_PROBLEM DESCRIPTION_. The entries below should be transcribed exactly, every one of them.

_THE RECORDS_.
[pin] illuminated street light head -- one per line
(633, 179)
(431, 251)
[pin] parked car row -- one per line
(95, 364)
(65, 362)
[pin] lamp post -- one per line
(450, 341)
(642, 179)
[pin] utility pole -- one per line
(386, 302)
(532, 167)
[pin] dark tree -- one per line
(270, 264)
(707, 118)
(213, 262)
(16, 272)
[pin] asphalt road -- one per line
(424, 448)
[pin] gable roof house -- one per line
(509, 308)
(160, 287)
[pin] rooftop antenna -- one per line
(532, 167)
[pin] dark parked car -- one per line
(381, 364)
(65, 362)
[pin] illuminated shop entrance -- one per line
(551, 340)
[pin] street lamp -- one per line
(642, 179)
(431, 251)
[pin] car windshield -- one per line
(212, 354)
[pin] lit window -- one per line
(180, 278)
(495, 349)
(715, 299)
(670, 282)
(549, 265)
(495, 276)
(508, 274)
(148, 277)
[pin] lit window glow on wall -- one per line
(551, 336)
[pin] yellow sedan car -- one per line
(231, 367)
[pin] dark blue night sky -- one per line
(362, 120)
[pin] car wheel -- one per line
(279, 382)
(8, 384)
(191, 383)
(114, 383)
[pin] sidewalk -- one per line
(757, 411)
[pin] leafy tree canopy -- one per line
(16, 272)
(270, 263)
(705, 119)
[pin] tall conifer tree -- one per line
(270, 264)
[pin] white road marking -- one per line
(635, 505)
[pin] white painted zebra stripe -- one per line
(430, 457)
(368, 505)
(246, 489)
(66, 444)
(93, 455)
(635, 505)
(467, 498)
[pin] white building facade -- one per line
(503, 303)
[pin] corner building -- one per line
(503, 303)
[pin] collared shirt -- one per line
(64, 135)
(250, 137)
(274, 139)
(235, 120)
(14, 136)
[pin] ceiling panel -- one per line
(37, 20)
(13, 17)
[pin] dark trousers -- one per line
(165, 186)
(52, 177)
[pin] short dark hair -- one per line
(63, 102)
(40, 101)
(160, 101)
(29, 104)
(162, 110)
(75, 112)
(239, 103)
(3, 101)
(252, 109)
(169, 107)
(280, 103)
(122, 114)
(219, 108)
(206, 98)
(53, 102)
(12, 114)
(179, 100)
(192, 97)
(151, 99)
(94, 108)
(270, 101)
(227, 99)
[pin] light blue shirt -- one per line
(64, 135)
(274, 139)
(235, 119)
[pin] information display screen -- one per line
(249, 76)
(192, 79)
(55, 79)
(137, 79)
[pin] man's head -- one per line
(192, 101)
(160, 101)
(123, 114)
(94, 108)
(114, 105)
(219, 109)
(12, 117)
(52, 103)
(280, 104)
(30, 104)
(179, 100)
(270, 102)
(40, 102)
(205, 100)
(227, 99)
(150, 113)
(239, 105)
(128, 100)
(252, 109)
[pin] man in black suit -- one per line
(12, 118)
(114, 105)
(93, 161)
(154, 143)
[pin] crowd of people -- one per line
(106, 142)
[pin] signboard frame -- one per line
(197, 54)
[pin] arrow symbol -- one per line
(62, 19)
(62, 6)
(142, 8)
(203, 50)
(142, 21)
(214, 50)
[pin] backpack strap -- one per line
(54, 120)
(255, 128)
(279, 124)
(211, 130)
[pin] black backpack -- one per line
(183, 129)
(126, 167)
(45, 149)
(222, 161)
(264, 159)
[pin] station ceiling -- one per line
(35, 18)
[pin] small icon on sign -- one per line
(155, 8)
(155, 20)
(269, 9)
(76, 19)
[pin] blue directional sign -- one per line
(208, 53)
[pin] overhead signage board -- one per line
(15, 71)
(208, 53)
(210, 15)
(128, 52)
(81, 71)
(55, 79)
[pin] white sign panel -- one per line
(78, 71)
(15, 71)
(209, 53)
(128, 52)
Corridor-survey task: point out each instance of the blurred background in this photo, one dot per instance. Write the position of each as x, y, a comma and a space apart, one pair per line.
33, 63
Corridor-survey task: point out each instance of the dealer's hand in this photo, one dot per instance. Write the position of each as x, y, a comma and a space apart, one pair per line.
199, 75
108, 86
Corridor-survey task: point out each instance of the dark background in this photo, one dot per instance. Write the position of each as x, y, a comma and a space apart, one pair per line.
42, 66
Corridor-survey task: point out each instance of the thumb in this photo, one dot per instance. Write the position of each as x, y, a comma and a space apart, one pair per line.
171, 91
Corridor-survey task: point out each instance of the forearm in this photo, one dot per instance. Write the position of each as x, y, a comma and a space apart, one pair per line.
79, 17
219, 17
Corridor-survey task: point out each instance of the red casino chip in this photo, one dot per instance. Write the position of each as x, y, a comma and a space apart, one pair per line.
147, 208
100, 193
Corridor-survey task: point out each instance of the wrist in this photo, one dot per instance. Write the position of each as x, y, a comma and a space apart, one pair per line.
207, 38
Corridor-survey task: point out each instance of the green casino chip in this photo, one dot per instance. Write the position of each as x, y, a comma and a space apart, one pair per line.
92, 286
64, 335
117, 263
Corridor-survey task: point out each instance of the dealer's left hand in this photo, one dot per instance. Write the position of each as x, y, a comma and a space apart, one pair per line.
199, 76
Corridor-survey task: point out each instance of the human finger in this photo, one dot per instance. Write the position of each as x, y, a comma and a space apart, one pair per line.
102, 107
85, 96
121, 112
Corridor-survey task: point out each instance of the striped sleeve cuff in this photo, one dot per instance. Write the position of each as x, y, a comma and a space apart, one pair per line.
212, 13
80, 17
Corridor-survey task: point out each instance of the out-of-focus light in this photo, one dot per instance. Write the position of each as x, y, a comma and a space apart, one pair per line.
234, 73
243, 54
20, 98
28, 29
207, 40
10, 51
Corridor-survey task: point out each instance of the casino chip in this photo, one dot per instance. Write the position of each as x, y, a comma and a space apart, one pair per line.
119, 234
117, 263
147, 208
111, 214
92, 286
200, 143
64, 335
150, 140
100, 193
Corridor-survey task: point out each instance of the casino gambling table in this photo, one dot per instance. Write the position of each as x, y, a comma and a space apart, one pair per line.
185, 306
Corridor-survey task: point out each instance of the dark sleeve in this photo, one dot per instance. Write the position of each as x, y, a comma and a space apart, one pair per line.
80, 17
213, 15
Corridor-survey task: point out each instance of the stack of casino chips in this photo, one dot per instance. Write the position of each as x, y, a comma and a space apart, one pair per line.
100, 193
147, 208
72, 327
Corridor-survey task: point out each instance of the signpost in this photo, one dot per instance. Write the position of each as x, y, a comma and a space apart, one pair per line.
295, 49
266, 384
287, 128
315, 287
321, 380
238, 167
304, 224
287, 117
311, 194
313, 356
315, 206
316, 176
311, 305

_EXERCISE SOLUTION_.
[pin] illuminated street light head -- one per line
(633, 179)
(431, 251)
[pin] parked car row -- one per line
(95, 364)
(65, 362)
[pin] lamp post -- one per line
(450, 341)
(642, 179)
[pin] utility pole -- one per line
(386, 302)
(532, 167)
[pin] dark tree -- one per line
(270, 264)
(707, 118)
(213, 262)
(16, 272)
[pin] asphalt road -- one per line
(424, 448)
[pin] gable roof house -- one per line
(509, 308)
(160, 287)
[pin] rooftop antenna -- one per line
(532, 167)
[pin] dark parked car -- one per line
(381, 364)
(65, 362)
[pin] illuminated shop entrance -- one per line
(551, 340)
[pin] street lamp -- one per line
(642, 179)
(431, 251)
[pin] car windshield -- one per line
(212, 354)
[pin] lit window -- one per line
(180, 278)
(495, 349)
(715, 299)
(670, 282)
(549, 265)
(495, 276)
(508, 274)
(148, 277)
[pin] lit window glow on wall -- one per line
(551, 336)
[pin] yellow sedan car -- one per line
(231, 367)
[pin] dark blue night sky -- one per line
(362, 120)
[pin] car wheel -- one per line
(279, 382)
(8, 384)
(191, 383)
(114, 383)
[pin] sidewalk -- one per line
(757, 411)
[pin] leafy tree canopy -- one per line
(16, 272)
(270, 263)
(705, 119)
[pin] tall conifer tree -- one per line
(270, 264)
[pin] white road marking -- one per line
(635, 505)
[pin] white painted zebra stripe -- one per line
(430, 457)
(368, 505)
(246, 489)
(66, 444)
(93, 455)
(635, 505)
(467, 498)
[pin] white building facade -- one per line
(503, 303)
[pin] corner building -- one per line
(503, 303)
[pin] collared shirt -- one per line
(64, 135)
(250, 137)
(274, 139)
(235, 120)
(14, 136)
[pin] ceiling panel -- one per line
(37, 20)
(13, 17)
[pin] dark trousers -- one per line
(165, 186)
(52, 177)
[pin] short dark hair -- one per line
(63, 102)
(40, 101)
(160, 101)
(29, 104)
(162, 110)
(75, 112)
(239, 103)
(3, 101)
(252, 109)
(169, 107)
(280, 103)
(122, 114)
(219, 108)
(206, 98)
(53, 102)
(12, 114)
(179, 100)
(192, 97)
(151, 99)
(94, 108)
(270, 101)
(227, 99)
[pin] light blue shirt -- one per line
(64, 135)
(274, 139)
(235, 119)
[pin] information display screen -- one per line
(249, 76)
(192, 79)
(55, 79)
(137, 79)
[pin] man's head -- one per line
(192, 101)
(160, 101)
(123, 114)
(94, 108)
(114, 105)
(219, 109)
(12, 117)
(52, 103)
(280, 104)
(30, 104)
(179, 100)
(270, 102)
(40, 102)
(205, 100)
(227, 99)
(150, 113)
(239, 105)
(128, 100)
(252, 109)
[pin] man in black suit -- one per line
(12, 118)
(114, 105)
(93, 161)
(154, 143)
[pin] crowd of people -- one per line
(106, 142)
[pin] signboard frame -- one per line
(197, 54)
[pin] arrow symbol -- one per line
(62, 19)
(62, 6)
(142, 8)
(203, 50)
(142, 21)
(214, 50)
[pin] backpack strap -- one per line
(54, 120)
(255, 128)
(279, 124)
(211, 130)
[pin] black backpack -- one per line
(183, 129)
(126, 167)
(45, 149)
(222, 161)
(264, 159)
[pin] station ceiling -- one per line
(35, 18)
[pin] small icon on sign -- one per line
(155, 8)
(155, 20)
(269, 9)
(76, 19)
[pin] blue directional sign -- one per line
(208, 53)
[pin] overhead signage board -- one per line
(15, 71)
(208, 53)
(210, 15)
(128, 52)
(81, 71)
(55, 79)
[pin] white sign panel -- one per line
(78, 71)
(15, 71)
(209, 53)
(128, 52)
Corridor-survey task: point out each instance of the blurred background in this photo, one dot per instance. Write the position of each as x, y, a comma and a space apart, one pair per line.
33, 63
Corridor-survey task: point out each instance of the dealer's hand in this photo, one dot per instance. Write the position of each as x, y, a comma and a space apart, one pair per line.
199, 75
108, 86
Corridor-survey task: point out each instance of the dark background in this photo, one dot per instance. Write the position of each as x, y, a comma and a space apart, one pair per line.
42, 66
Corridor-survey task: point out each instance of the thumb in this photo, one dot per instance. Write the position of each as x, y, a comma and a space apart, one pair per line.
171, 91
Corridor-survey task: point out each instance of the forearm in this photo, one dot per instance. Write the position of each as x, y, a comma and a space apart, one pair per line.
79, 17
219, 17
Corridor-survey task: point out each instance of the red casino chip in this photo, one dot per instance. Write the position of each as x, y, a comma and a space apart, one pair per line.
147, 208
100, 193
Corridor-survey task: point out each instance of the wrist in this photo, one dot per instance. Write the position of each as x, y, a comma and a space apart, one pair per line.
207, 38
Corridor-survey task: point out each instance of the green casino chip in this photo, one dot per instance. Write the position of each as x, y, a comma and a space apart, one pair per line.
92, 286
64, 335
117, 263
Corridor-survey task: point out each instance of the dealer's left hand in this photo, one dot per instance. Write the position of each as x, y, a comma and a space apart, one pair per line.
199, 76
Corridor-survey task: point out each instance of the human finger in this photo, one dot per instance. Write the position of each as x, y, a comma and a space apart, one pair per line.
102, 107
85, 96
121, 112
Corridor-survey task: point out each instance of the striped sleeve cuff in this photo, one dot per instance. Write the position of each as x, y, a comma and a space apart, one pair per line.
212, 13
80, 17
Corridor-survey task: point out each instance of the out-of-focus light in this photo, one dot per instance. Write the position of each as x, y, a comma and a space apart, one pair per line.
234, 73
243, 54
20, 98
28, 29
207, 40
10, 51
Corridor-survey task: point out each instance of the casino chip in this photo, one dot per instance. Write the position of each as x, y, a comma and a space apart, one pair per line.
119, 234
117, 263
147, 208
111, 214
92, 286
200, 143
64, 335
150, 140
100, 193
Corridor-survey task: point out each instance of the casino gambling table in this photo, one dot per instance. Write the position of each as x, y, a comma and a space apart, one pair per line.
185, 306
Corridor-survey task: point out each instance of the dark sleeve in this photo, one dot per instance. Write the position of each as x, y, a comma and a space apart, one pair per line.
80, 17
213, 15
Corridor-survey task: point out each instance of the stack of casino chips in this photo, one dot per instance. Write the position of each as x, y, a comma and a space apart, one pair per line.
100, 193
147, 208
72, 327
Corridor-survey task: point out each instance of the signpost in this photo, one dot per instance. Write the position of each as x, y, a comma and a space apart, one pair per line.
295, 49
266, 384
287, 128
315, 287
321, 380
238, 167
304, 224
287, 117
311, 194
313, 356
315, 206
316, 176
311, 305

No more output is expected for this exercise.